Pick out every line in the rows below that contains the string "water", copying each one in full. Case counts.
+++ Source data +++
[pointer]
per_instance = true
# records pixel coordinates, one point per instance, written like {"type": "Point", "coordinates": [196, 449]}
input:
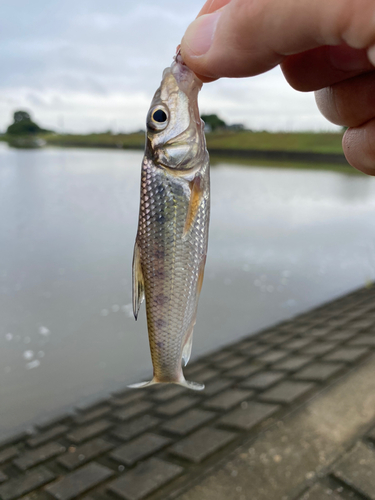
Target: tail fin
{"type": "Point", "coordinates": [185, 383]}
{"type": "Point", "coordinates": [139, 385]}
{"type": "Point", "coordinates": [191, 385]}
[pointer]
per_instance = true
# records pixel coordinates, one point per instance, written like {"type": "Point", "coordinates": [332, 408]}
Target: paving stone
{"type": "Point", "coordinates": [228, 399]}
{"type": "Point", "coordinates": [21, 485]}
{"type": "Point", "coordinates": [42, 438]}
{"type": "Point", "coordinates": [39, 455]}
{"type": "Point", "coordinates": [14, 438]}
{"type": "Point", "coordinates": [144, 479]}
{"type": "Point", "coordinates": [201, 444]}
{"type": "Point", "coordinates": [320, 492]}
{"type": "Point", "coordinates": [357, 470]}
{"type": "Point", "coordinates": [263, 380]}
{"type": "Point", "coordinates": [194, 368]}
{"type": "Point", "coordinates": [127, 398]}
{"type": "Point", "coordinates": [319, 371]}
{"type": "Point", "coordinates": [168, 392]}
{"type": "Point", "coordinates": [83, 454]}
{"type": "Point", "coordinates": [48, 422]}
{"type": "Point", "coordinates": [220, 356]}
{"type": "Point", "coordinates": [84, 433]}
{"type": "Point", "coordinates": [139, 448]}
{"type": "Point", "coordinates": [132, 410]}
{"type": "Point", "coordinates": [296, 344]}
{"type": "Point", "coordinates": [8, 454]}
{"type": "Point", "coordinates": [345, 335]}
{"type": "Point", "coordinates": [347, 354]}
{"type": "Point", "coordinates": [245, 370]}
{"type": "Point", "coordinates": [320, 348]}
{"type": "Point", "coordinates": [362, 324]}
{"type": "Point", "coordinates": [78, 482]}
{"type": "Point", "coordinates": [92, 402]}
{"type": "Point", "coordinates": [249, 415]}
{"type": "Point", "coordinates": [216, 386]}
{"type": "Point", "coordinates": [278, 338]}
{"type": "Point", "coordinates": [363, 340]}
{"type": "Point", "coordinates": [188, 422]}
{"type": "Point", "coordinates": [92, 415]}
{"type": "Point", "coordinates": [135, 427]}
{"type": "Point", "coordinates": [231, 362]}
{"type": "Point", "coordinates": [286, 392]}
{"type": "Point", "coordinates": [177, 406]}
{"type": "Point", "coordinates": [293, 363]}
{"type": "Point", "coordinates": [273, 356]}
{"type": "Point", "coordinates": [205, 375]}
{"type": "Point", "coordinates": [319, 331]}
{"type": "Point", "coordinates": [256, 350]}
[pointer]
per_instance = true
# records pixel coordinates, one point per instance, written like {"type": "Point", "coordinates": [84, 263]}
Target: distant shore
{"type": "Point", "coordinates": [304, 147]}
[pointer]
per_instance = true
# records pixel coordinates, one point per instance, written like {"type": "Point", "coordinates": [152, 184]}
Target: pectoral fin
{"type": "Point", "coordinates": [196, 194]}
{"type": "Point", "coordinates": [138, 282]}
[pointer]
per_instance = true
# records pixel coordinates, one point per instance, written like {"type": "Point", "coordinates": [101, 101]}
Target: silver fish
{"type": "Point", "coordinates": [171, 243]}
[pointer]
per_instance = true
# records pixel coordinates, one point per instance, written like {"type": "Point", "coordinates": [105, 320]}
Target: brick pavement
{"type": "Point", "coordinates": [156, 442]}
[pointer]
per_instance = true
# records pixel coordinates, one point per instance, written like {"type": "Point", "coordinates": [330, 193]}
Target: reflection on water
{"type": "Point", "coordinates": [281, 241]}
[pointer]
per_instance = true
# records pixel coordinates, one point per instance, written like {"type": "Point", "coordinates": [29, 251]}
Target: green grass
{"type": "Point", "coordinates": [249, 162]}
{"type": "Point", "coordinates": [304, 141]}
{"type": "Point", "coordinates": [135, 140]}
{"type": "Point", "coordinates": [282, 141]}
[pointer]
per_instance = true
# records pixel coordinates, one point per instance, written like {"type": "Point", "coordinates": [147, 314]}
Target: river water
{"type": "Point", "coordinates": [281, 242]}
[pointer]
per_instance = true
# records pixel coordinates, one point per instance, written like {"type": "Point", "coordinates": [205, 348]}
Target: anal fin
{"type": "Point", "coordinates": [196, 194]}
{"type": "Point", "coordinates": [138, 281]}
{"type": "Point", "coordinates": [186, 351]}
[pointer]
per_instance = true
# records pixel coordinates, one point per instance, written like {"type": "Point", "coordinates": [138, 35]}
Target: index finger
{"type": "Point", "coordinates": [247, 37]}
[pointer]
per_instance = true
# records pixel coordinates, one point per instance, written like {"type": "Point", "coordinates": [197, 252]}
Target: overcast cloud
{"type": "Point", "coordinates": [91, 65]}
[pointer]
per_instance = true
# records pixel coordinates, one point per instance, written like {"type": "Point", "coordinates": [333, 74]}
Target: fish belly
{"type": "Point", "coordinates": [172, 262]}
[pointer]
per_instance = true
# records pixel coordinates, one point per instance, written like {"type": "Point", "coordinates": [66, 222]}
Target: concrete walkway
{"type": "Point", "coordinates": [287, 414]}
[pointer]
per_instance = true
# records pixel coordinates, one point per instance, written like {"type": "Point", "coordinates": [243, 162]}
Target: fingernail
{"type": "Point", "coordinates": [346, 58]}
{"type": "Point", "coordinates": [200, 34]}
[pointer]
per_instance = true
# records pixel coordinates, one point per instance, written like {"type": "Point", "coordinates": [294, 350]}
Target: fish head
{"type": "Point", "coordinates": [175, 131]}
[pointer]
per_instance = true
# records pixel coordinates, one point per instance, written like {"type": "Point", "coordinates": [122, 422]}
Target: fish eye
{"type": "Point", "coordinates": [158, 118]}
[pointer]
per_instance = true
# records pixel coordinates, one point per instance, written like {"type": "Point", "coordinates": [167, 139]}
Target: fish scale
{"type": "Point", "coordinates": [171, 242]}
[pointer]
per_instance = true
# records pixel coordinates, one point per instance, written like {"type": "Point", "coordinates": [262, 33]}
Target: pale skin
{"type": "Point", "coordinates": [326, 46]}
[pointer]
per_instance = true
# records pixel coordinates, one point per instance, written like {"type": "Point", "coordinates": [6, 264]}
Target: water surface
{"type": "Point", "coordinates": [281, 242]}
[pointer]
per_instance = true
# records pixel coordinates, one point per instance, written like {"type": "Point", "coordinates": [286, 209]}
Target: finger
{"type": "Point", "coordinates": [248, 37]}
{"type": "Point", "coordinates": [358, 144]}
{"type": "Point", "coordinates": [324, 66]}
{"type": "Point", "coordinates": [349, 103]}
{"type": "Point", "coordinates": [211, 6]}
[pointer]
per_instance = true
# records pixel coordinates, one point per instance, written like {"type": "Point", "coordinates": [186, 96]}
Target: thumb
{"type": "Point", "coordinates": [248, 37]}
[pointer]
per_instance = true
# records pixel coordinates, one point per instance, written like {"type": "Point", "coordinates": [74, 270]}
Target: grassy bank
{"type": "Point", "coordinates": [243, 140]}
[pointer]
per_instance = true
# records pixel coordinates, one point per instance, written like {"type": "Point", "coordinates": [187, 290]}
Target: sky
{"type": "Point", "coordinates": [93, 65]}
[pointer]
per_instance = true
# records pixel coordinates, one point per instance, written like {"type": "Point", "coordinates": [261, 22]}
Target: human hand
{"type": "Point", "coordinates": [322, 45]}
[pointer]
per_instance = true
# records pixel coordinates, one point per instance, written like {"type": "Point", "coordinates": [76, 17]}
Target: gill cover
+++
### [Expected output]
Target: reflection on water
Target: river water
Target: water surface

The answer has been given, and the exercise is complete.